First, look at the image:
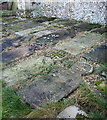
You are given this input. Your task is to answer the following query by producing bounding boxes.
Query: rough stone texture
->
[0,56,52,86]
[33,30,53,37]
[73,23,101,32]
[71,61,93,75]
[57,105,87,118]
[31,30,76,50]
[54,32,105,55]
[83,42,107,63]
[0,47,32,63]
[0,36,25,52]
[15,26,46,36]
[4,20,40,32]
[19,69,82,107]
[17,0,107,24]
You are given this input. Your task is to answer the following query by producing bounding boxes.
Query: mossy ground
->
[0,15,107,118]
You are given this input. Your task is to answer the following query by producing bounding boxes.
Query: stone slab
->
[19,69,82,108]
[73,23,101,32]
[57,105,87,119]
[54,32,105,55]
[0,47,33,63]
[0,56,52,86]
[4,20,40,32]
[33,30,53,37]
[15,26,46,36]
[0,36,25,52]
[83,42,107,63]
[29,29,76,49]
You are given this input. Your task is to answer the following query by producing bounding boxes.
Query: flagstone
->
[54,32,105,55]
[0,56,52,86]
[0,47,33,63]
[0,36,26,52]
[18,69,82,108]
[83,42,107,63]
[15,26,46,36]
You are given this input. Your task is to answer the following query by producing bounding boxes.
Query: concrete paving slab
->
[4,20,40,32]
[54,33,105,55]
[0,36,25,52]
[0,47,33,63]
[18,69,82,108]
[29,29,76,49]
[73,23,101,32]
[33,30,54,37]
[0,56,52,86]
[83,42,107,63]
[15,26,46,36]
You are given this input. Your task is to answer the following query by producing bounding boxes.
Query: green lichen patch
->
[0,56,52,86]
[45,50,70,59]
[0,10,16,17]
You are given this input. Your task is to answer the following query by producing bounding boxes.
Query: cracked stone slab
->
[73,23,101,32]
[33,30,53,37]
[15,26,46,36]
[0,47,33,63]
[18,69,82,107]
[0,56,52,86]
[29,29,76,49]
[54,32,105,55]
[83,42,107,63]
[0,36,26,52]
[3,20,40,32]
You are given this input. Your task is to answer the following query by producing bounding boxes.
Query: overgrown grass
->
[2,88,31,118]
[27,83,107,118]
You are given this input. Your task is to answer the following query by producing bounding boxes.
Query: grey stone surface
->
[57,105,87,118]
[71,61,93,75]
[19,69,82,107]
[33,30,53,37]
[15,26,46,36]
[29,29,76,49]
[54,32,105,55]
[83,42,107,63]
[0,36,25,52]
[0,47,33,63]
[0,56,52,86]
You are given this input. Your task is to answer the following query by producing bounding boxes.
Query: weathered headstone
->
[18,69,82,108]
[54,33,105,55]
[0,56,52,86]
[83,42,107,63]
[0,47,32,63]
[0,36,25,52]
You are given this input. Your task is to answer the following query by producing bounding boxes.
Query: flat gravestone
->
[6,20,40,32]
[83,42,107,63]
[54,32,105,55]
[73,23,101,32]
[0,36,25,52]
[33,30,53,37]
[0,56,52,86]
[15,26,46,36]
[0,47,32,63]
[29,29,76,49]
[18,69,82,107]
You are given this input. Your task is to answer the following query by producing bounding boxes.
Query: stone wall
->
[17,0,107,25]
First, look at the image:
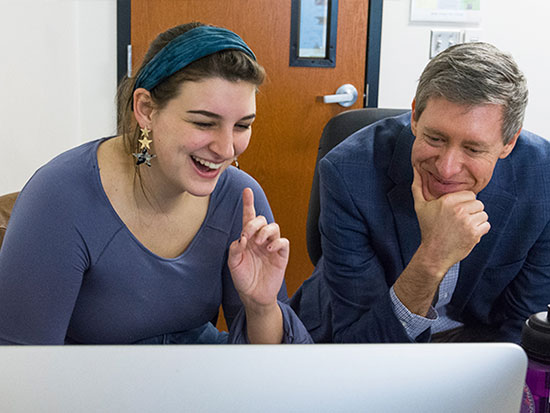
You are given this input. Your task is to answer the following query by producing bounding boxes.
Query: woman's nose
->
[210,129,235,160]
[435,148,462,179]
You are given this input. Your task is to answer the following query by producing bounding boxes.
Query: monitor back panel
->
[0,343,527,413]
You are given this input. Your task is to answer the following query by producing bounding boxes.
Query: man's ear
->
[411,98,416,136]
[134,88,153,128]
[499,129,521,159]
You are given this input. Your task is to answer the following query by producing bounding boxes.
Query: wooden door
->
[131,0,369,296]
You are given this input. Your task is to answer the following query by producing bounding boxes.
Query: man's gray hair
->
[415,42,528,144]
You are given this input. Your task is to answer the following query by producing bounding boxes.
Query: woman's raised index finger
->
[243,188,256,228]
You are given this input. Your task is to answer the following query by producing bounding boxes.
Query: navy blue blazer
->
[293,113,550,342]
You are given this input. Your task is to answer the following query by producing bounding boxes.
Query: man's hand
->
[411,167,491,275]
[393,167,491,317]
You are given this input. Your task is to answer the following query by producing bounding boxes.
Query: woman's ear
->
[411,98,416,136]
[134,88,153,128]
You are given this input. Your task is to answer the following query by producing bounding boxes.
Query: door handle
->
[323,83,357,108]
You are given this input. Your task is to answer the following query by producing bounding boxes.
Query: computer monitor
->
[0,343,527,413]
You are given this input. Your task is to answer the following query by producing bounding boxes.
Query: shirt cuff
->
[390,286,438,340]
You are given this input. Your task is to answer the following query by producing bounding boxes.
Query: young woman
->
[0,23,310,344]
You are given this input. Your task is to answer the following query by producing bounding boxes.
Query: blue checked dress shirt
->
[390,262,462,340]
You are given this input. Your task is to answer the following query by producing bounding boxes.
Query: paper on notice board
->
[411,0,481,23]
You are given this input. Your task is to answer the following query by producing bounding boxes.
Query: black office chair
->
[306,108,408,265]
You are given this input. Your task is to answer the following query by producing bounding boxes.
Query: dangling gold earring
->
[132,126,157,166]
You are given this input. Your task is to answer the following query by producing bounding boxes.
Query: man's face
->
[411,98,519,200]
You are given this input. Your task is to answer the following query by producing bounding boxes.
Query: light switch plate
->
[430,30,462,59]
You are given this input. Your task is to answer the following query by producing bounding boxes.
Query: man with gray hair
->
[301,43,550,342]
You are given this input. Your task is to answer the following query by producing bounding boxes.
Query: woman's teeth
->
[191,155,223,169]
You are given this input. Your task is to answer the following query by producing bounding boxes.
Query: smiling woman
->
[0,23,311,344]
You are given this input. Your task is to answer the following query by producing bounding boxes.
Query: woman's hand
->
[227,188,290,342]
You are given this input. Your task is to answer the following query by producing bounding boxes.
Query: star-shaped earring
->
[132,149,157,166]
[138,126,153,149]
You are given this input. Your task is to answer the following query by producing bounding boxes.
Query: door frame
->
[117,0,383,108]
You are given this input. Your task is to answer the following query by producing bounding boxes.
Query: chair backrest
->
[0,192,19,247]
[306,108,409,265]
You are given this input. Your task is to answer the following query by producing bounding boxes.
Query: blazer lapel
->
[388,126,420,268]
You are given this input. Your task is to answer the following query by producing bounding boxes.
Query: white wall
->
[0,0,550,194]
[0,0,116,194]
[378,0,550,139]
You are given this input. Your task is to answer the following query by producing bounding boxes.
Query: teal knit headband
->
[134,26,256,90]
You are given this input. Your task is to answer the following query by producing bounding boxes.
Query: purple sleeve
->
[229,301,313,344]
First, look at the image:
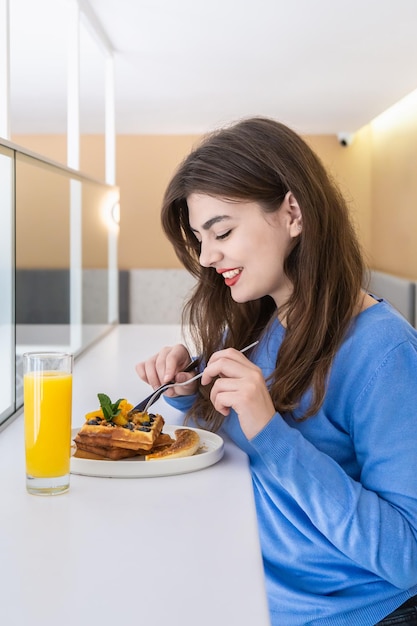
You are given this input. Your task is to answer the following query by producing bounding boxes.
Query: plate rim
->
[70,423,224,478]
☆ ☆ ☆
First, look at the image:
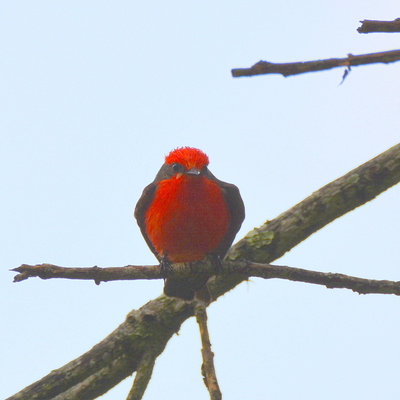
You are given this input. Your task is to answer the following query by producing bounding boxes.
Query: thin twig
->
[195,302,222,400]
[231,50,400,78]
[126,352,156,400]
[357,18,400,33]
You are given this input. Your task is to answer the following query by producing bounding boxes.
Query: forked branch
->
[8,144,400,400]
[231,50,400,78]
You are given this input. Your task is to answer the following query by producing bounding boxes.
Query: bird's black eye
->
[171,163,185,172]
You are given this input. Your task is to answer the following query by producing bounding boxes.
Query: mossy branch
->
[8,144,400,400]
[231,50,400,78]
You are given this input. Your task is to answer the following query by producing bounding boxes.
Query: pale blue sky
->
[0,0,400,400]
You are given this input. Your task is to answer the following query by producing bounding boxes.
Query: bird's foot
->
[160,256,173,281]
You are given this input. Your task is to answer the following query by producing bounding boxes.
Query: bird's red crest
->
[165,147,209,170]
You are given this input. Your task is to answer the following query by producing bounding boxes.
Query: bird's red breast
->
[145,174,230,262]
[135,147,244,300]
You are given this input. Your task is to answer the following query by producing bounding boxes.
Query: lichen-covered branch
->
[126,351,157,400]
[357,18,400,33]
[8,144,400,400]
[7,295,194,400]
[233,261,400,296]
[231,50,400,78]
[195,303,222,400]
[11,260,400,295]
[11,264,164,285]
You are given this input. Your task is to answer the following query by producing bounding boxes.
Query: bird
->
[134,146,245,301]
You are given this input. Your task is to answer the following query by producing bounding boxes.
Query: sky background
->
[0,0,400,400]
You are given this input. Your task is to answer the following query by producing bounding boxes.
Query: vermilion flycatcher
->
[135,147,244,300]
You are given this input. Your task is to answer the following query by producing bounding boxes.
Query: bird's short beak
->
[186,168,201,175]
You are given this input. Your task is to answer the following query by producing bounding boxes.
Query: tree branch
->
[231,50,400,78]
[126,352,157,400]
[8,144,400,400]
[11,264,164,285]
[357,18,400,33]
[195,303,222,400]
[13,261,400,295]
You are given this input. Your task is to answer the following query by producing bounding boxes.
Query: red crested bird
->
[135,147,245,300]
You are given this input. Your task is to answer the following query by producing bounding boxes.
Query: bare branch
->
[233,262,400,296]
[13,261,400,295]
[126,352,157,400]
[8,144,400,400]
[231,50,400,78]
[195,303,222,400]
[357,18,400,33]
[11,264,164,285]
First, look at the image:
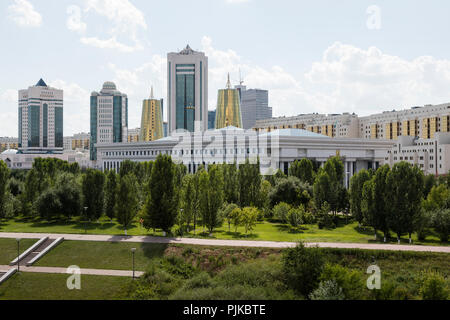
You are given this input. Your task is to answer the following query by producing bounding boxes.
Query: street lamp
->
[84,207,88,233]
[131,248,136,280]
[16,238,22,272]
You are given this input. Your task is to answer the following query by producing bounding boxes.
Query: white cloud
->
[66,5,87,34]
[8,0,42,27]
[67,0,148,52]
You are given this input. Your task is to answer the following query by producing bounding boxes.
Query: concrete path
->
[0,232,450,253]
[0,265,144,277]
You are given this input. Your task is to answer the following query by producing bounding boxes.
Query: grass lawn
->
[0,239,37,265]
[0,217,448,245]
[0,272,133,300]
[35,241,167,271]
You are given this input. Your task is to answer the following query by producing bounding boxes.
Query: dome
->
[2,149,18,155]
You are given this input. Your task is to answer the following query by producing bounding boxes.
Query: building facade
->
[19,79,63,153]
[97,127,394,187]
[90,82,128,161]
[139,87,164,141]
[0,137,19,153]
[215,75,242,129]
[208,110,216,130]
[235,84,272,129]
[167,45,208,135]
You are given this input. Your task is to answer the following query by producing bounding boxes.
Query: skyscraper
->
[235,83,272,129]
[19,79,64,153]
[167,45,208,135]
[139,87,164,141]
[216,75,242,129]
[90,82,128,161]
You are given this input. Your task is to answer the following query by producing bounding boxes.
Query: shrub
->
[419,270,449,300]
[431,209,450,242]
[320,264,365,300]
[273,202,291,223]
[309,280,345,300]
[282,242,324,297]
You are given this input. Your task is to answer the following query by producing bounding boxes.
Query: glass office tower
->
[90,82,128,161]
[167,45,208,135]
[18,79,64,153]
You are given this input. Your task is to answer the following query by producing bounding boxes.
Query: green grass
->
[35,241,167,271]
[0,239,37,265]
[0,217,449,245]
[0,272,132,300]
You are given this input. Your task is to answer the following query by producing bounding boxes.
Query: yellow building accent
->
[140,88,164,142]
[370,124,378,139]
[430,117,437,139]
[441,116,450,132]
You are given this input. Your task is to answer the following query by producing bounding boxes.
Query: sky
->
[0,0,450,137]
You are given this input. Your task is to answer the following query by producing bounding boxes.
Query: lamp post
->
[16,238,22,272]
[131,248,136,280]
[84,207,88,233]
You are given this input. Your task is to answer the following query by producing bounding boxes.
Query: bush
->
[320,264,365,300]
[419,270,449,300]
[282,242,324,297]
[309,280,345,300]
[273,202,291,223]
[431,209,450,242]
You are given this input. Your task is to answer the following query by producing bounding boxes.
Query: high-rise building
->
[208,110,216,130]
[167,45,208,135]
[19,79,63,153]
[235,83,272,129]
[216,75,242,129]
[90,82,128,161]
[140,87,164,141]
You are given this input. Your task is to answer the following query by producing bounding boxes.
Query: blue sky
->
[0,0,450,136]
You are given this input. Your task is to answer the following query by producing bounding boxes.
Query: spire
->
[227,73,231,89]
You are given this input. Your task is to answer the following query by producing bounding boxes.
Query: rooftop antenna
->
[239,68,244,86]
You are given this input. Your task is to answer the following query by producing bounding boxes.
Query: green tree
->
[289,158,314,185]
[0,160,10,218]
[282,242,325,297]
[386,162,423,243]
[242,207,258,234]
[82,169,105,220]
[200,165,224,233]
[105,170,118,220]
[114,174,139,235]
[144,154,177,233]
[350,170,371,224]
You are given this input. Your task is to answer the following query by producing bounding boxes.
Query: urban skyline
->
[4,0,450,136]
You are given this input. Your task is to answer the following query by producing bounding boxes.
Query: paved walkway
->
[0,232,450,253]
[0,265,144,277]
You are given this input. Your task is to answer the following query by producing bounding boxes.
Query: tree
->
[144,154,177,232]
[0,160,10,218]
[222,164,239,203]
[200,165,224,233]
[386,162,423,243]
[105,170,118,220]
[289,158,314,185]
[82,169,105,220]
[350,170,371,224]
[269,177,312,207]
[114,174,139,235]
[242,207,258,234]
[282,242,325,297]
☆ ☆ ☆
■ Short problem: Return each line of the material that contains the word "door".

■ Full solution:
Query: wooden door
Query: door handle
Query: door frame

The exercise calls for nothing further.